El interés del debate político es más que relativo cuando lo que obsesiona es la salud, la angustia de cuándo llegará el aviso para ir a vacunarse o la incertidumbre por el futuro económico, personal y colectivo. Sin acuerdo de tipo alguno, mientras se espera el maná en forma de millones de la UE, esta semana pasada, casi un centenar de sociedades científico-médicas pedían que no se pare la vacunación. Es más: reclamaban a los políticos que se pongan de acuerdo de forma inmediata sobre las medidas de control de la pandemia. En el fondo, subyace la preocupación por el fin del estado de alarma que puede traer un caos inenarrable. Experiencias ya tenemos, y no buenas, en eso de las desescaladas. Sin ir más lejos, en Cataluña ya se avisa de que se hará de forma asimétrica, según la situación en cada territorio, sin precisar si son provincias, comarcas o veguerías. Si se multiplica por diecisiete CCAA, haciendo de su capa un sayo cada una de ellas... se ponen los pelos como escarpias.

Escondidos en casa para que no nos encuentre el bicho, la pandemia ha cambiado sustancialmente nuestros hábitos de comportamiento personal, social, laboral... Es obvio que el riesgo cero no existe y que los peligros de la vida cotidiana pueden ser tanto relativos como absolutos. Es difícil hacerse una idea precisa de lo vulnerables que somos hasta que se fracasa, te estrellas o te sientes víctima final de algo. Con este jaleo general, vamos acumulando diversas causas o motivos de estrés como en un cajón de sastre, en lugar de hacerlo en cajas compartimentadas, al modo de los botones en una mercería. En esas condiciones, la cabeza puede estallar: diez personas se suicidan al día en España. Pocas si se compara con la masacre causada por la pandemia; demasiadas si se mira fríamente.

(Conjunto de datos):
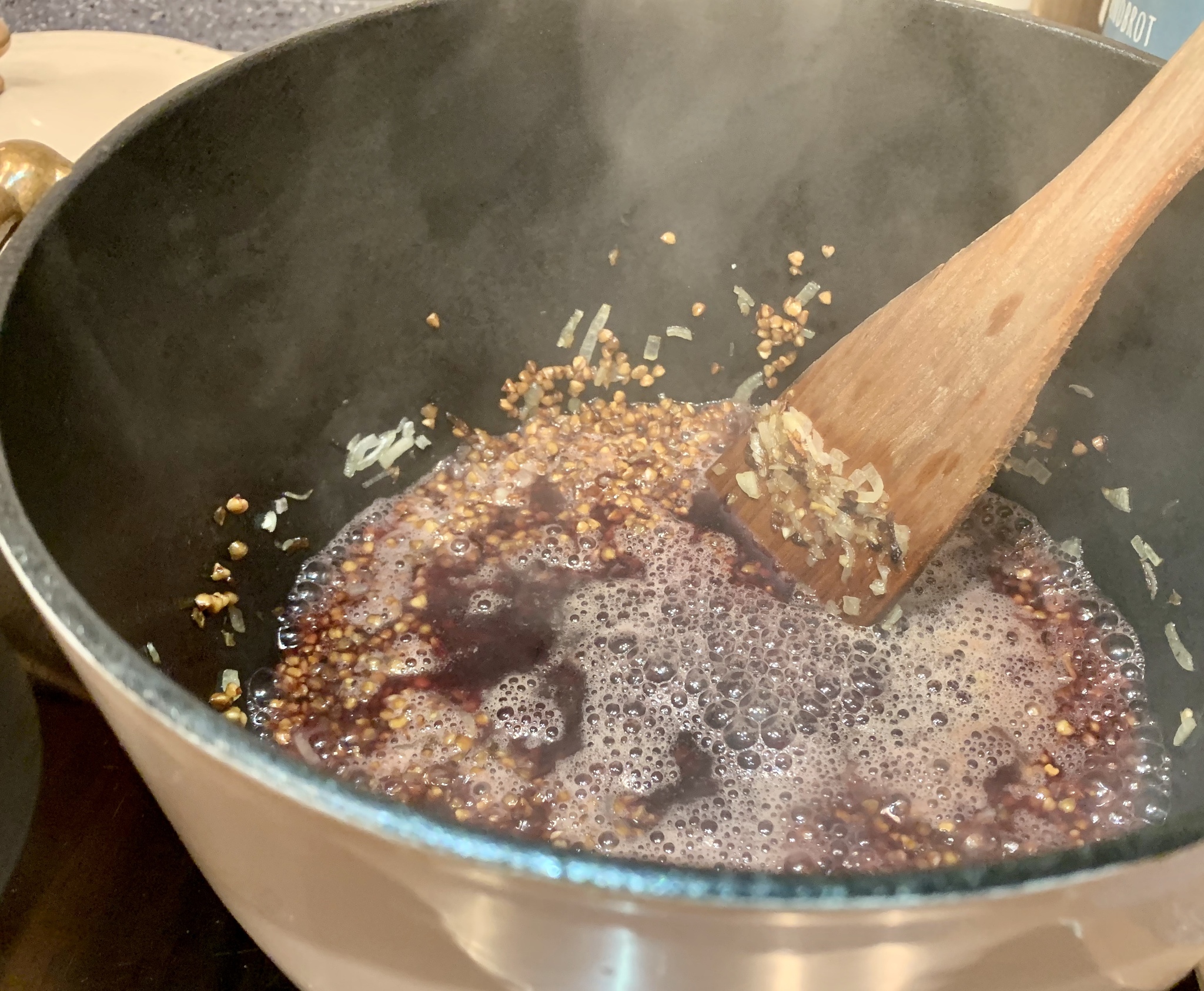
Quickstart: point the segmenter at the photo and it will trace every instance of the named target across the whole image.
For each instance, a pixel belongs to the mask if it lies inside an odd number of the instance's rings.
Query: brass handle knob
[[[0,141],[0,244],[8,240],[71,163],[39,141]]]

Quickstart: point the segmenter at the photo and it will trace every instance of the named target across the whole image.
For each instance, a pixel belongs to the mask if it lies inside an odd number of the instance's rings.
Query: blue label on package
[[[1169,59],[1204,22],[1204,0],[1104,0],[1104,36]]]

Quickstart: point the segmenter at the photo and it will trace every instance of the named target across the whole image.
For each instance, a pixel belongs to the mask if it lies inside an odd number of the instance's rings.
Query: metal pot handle
[[[52,185],[71,175],[71,163],[40,141],[0,141],[0,247]]]

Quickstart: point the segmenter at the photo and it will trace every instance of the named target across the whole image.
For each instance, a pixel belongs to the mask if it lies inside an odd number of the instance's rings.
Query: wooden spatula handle
[[[816,430],[880,472],[911,532],[902,573],[874,595],[862,554],[851,576],[836,555],[774,537],[771,500],[734,477],[744,443],[713,484],[778,561],[821,601],[861,600],[879,617],[991,484],[1121,259],[1204,165],[1204,26],[1133,104],[1010,217],[866,319],[783,393]]]
[[[1049,260],[1084,266],[1093,305],[1141,232],[1202,166],[1204,25],[1074,163],[1003,223],[1031,224],[1041,214],[1043,229],[1070,225],[1051,241],[1062,258]]]

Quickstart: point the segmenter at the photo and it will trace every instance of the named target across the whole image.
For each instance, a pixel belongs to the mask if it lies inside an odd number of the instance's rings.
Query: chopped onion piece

(Consigna A):
Según el fragmento, ¿cuántas sociedades científico-médicas pidieron la semana pasada que no se pare la vacunación?
(Consigna B):
Prosigue el fragmento sobre la pandemia y el estrés a partir de su última oración.

(Respuesta A):
Casi un centenar.

(Respuesta B):
Falta sentido y sensibilidad para abordar los problemas cotidianos, cuando solo se piensa en el poder. Aumenta la pobreza y la mendicidad, crecen las colas del hambre o la pobreza infantil, con más de dos millones de niños en riesgo de exclusión social (un 27,4% según Unicef). No seré yo quien cuestione ahora los derechos adquiridos por cualquier persona y respaldados por la legislación. Pero no puede evitarse pensar que, como expresión de la carencia de tacto o delicadeza, la codicia de Pablo Iglesias reclamando, aunque sea por poco tiempo, la pensión que le corresponde por haber sido vicepresidente, resulta cuando menos dudoso desde una perspectiva ética. Lo mismo que resulta un tanto obsceno que a Artur Mas le corresponda una pensión vitalicia de 7.622 euros al mes como expresidente de la Generalitat.

La transparencia es lo que tiene: todo se sabe, tarde o temprano. Sin embargo, hay cosas que resultan de difícil explicación e imposible comprensión para el común de los mortales; máxime en una situación como la presente, con tanta gente bailando como puede en el alambre de la incertidumbre y la inseguridad. Cantaba El último de la fila aquello de que “cuando la pobreza entra por la puerta, el amor salta por la ventana”. Pues bien, tras más de un año de encierro, mayoritariamente conviviendo en pisos pequeños, el descenso de divorcios y separaciones fue del 13% el año pasado respecto al anterior. No hace falta ser un lince ni muy avispado para pensar que la inseguridad económica empuja al aguante, mientras la cabeza sigue dando vueltas.

A veces podemos pensar que es mejor no tener Govern, no sea que tengan alguna nefasta ocurrencia. Eso sí: será curioso ver como explican ERC y JxCat eso de aumentar el número de consejerías del próximo ejecutivo catalán, si es que lo hay algún día. Porque, así de sopetón, parece que la Generalitat fuese una oficina de colocación o fábrica de empleos. De hecho, ya es la comunidad con más consejeros: trece, de momento. Hasta dan ganas, cuando ves a Pere Aragonès, por ejemplo, de imaginar que pasa por al lado y ¡zas!, atizarle una colleja con un “¡Calla, niño!”. Seguro que se la tiene merecida.